Start of SELECTED EXTRACT

Born: August 29, 1915 Stockholm, Sweden

Died: August 29, 1982

Education: Royal Dramatic Theater School, Stockholm

Links

Ingrid Bergman's Biography in the Internet Movie Database.

Ingrid Bergman's Internet Movie Database Filmography entry.

A highly popular actress known for her fresh, radiant beauty, Ingrid Bergman was a natural for virtuous roles but equally adept at playing notorious women. In 1933, fresh out of high school, she enrolled in the Royal Dramatic Theater and made her film debut the following year, soon becoming Sweden's most promising young actress. Her breakthrough film was Gustaf Molander's Intermezzo (1936), in which she played a pianist who has a love affair with a celebrated and married violinist. The film garnered the attention of American producer David O. Selznick, who invited her to Hollywood to do a remake. In 1939 she co-starred with Leslie Howard in that film, which the public loved, leading to a seven-year contract with Selznick.

Selznick promoted Bergman's wholesomeness from the beginning. He loaned her to other studios for Adam Had Four Sons (1941), Rage in Heaven (1941) and Dr. Jekyll and Mr. Hyde (1941). In the latter film Bergman's insistence on playing the role of the prostitute rather than the good fiance proved a shrewd move. She then starred with Humphrey Bogart in Casablanca (1942), perhaps her most popular film, and was also featured with Gary Cooper in For Whom the Bell Tolls (1943). She won her first Oscar for her portrayal of a wife nearly driven mad by Charles Boyer in Gaslight (1944).

The following year, Bergman had starring roles as a New Orleans vixen with Cooper in Saratoga Trunk, a psychiatrist opposite Gregory Peck in Alfred Hitchcock's Spellbound and a nun opposite Bing Crosby's priest in The Bells of St. Mary's. Bergman's last picture under contract to Selznick, and probably her finest work, was Hitchcock's Notorious (1946), an emotionally complex espionage film in which she played a woman bent on self-destruction until redeemed by the love of a federal agent, played by Cary Grant.

Bergman then went freelance, first playing a prostitute in Arch of Triumph (1948) and then the constrasting Joan of Arc (1948), a role she had played to great acclaim on Broadway in 1946. Her final film for Hitchcock was the 1949 period piece, Under Capricorn.

End of SELECTED EXTRACT
Start of EXTRACTED DATA

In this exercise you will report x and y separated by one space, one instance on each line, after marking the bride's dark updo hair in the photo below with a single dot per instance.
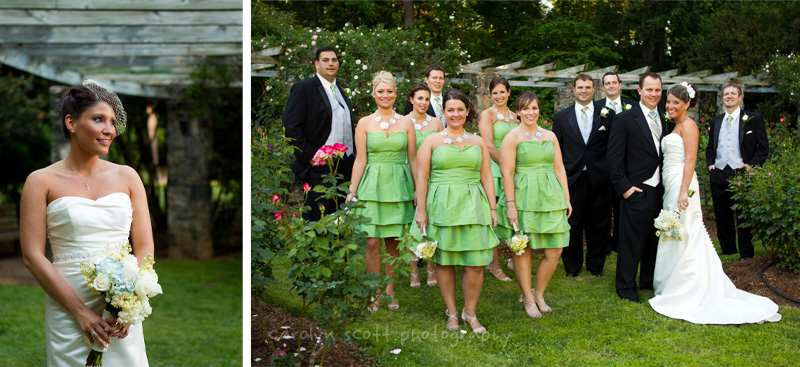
682 92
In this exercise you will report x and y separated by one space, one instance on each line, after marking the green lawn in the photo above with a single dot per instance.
590 326
196 322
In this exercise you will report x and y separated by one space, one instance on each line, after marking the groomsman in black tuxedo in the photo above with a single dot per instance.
316 114
582 131
736 142
613 88
434 78
634 162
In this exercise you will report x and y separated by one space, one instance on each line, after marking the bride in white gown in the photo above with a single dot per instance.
86 207
689 281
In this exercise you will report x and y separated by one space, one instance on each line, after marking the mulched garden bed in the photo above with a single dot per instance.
281 328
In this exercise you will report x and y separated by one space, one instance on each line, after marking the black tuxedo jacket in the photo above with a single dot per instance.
307 119
592 153
632 154
624 101
753 143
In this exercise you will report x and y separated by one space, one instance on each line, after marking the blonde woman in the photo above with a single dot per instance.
386 146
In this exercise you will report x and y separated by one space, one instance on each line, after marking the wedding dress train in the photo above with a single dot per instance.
689 281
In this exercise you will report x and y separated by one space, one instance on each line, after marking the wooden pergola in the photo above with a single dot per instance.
141 48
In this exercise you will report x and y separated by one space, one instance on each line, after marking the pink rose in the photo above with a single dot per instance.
319 158
339 149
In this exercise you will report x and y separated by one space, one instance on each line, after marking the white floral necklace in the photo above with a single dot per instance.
534 138
500 116
385 125
424 123
459 139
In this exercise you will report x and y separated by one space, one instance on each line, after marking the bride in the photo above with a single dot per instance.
86 207
689 282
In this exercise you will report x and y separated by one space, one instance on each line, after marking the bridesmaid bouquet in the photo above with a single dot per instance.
518 242
668 224
426 249
127 289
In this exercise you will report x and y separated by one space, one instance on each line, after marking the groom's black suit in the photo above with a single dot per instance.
307 119
632 159
754 147
591 205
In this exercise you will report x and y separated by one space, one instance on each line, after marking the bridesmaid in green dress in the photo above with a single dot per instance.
419 98
390 146
457 206
536 199
494 124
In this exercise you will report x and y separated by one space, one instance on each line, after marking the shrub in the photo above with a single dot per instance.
769 200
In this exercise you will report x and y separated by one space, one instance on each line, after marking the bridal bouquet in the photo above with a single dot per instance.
127 289
668 223
426 249
518 242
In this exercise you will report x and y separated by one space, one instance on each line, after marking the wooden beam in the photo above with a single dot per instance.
139 50
118 18
117 5
126 34
25 63
701 73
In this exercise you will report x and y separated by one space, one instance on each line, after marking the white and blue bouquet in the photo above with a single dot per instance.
127 289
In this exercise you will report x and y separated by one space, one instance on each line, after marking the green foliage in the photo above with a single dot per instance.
24 131
769 200
362 52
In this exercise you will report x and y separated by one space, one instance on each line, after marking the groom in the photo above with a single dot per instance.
634 163
737 141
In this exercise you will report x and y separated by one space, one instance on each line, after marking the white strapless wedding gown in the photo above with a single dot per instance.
689 281
79 229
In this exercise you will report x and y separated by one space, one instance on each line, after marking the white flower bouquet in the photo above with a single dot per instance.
518 242
127 289
669 225
426 249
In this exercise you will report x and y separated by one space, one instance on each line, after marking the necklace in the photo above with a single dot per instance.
500 116
459 139
79 176
424 123
534 138
385 125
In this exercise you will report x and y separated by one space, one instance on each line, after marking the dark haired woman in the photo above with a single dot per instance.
418 99
86 206
536 199
689 281
457 206
494 124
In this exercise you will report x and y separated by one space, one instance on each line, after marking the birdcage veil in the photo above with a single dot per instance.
106 95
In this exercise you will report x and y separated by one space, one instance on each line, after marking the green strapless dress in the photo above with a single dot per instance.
539 198
421 135
386 188
459 217
499 131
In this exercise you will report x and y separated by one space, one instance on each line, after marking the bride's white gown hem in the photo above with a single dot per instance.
689 281
79 229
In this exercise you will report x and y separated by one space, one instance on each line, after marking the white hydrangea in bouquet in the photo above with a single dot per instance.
126 287
669 225
425 249
518 242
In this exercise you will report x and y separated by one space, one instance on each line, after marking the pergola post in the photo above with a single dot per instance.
189 218
60 147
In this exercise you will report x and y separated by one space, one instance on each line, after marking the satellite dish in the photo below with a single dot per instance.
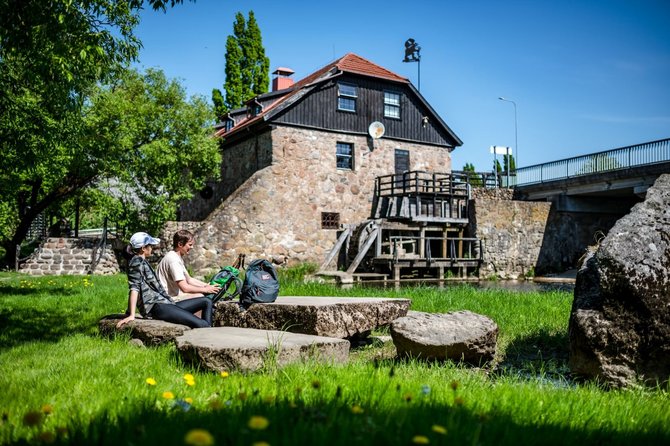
376 130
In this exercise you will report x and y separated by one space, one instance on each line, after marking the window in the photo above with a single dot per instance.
330 220
391 105
346 97
345 155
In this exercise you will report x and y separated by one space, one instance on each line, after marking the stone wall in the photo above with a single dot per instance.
512 232
71 256
276 213
238 163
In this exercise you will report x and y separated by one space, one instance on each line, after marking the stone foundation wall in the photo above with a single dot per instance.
512 232
71 256
276 213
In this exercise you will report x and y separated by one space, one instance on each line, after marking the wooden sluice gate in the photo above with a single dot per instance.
416 230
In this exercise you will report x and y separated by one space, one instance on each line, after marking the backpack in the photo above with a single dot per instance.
260 284
229 281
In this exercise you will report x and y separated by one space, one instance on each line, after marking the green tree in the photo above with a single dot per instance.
475 179
52 57
247 67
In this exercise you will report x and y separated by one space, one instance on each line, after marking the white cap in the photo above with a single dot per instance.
140 239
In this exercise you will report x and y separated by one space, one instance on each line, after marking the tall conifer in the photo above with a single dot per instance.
247 67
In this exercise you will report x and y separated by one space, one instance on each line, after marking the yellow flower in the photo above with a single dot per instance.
258 423
198 437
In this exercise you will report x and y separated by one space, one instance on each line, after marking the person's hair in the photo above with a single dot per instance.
182 236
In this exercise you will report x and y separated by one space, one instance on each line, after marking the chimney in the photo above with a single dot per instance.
282 78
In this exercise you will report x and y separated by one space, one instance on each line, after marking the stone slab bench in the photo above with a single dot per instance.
337 317
459 336
150 332
246 349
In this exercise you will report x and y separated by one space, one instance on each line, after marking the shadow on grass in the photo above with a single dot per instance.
541 355
22 324
329 421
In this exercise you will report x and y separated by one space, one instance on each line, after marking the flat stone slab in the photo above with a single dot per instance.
459 336
247 349
151 332
337 317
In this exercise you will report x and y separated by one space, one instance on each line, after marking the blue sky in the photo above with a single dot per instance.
585 75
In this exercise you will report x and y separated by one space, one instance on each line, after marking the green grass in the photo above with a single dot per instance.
62 383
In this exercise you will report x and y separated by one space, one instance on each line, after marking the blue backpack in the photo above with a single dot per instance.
261 284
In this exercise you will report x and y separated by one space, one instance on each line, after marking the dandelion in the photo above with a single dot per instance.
32 418
198 437
47 437
258 423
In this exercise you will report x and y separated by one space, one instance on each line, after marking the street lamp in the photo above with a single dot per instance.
516 142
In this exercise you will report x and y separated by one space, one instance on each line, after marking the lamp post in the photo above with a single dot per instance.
516 142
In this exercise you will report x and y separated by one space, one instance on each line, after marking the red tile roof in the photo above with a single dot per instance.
349 63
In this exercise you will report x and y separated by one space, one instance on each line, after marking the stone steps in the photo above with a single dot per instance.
71 256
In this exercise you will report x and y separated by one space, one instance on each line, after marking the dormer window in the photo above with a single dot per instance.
346 97
254 108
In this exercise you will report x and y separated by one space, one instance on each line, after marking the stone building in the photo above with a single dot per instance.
301 160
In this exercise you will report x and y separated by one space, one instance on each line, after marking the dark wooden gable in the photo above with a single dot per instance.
319 109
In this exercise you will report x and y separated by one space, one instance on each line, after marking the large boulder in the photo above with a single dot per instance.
459 336
150 332
246 349
620 321
337 317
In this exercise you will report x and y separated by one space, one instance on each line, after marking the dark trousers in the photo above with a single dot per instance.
182 312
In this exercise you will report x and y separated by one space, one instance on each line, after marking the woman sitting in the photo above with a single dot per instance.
147 293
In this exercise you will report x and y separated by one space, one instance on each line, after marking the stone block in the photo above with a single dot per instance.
338 317
459 336
150 331
246 349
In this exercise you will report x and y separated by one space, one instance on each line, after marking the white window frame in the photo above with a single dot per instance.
392 105
348 96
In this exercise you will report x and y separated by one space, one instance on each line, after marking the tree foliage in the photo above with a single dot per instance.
247 67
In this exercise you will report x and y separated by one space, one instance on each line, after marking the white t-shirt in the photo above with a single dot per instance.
171 270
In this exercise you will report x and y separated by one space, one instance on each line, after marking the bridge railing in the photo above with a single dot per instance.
616 159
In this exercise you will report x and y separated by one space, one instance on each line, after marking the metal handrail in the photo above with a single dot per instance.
649 153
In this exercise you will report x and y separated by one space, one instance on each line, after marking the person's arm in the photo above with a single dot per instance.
132 303
193 285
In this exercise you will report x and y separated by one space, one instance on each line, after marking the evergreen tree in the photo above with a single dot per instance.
247 67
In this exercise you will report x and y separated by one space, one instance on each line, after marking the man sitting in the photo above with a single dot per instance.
172 272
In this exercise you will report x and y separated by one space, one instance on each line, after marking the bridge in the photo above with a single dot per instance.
610 178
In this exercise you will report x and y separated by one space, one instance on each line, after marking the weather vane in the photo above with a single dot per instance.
413 54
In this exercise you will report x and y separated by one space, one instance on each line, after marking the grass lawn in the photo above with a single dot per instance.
60 383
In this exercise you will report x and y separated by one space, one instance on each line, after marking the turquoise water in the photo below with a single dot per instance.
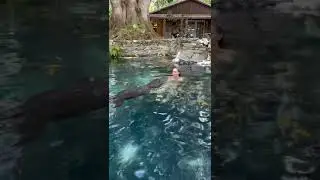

End of EXTRACTED DATA

● **WHAT IS EXPECTED**
According to the Ingrid Bergman biography, what film won Bergman her first Oscar?

● **EXERCISE ANSWER**
Gaslight (1944), in which she played a wife nearly driven mad by Charles Boyer.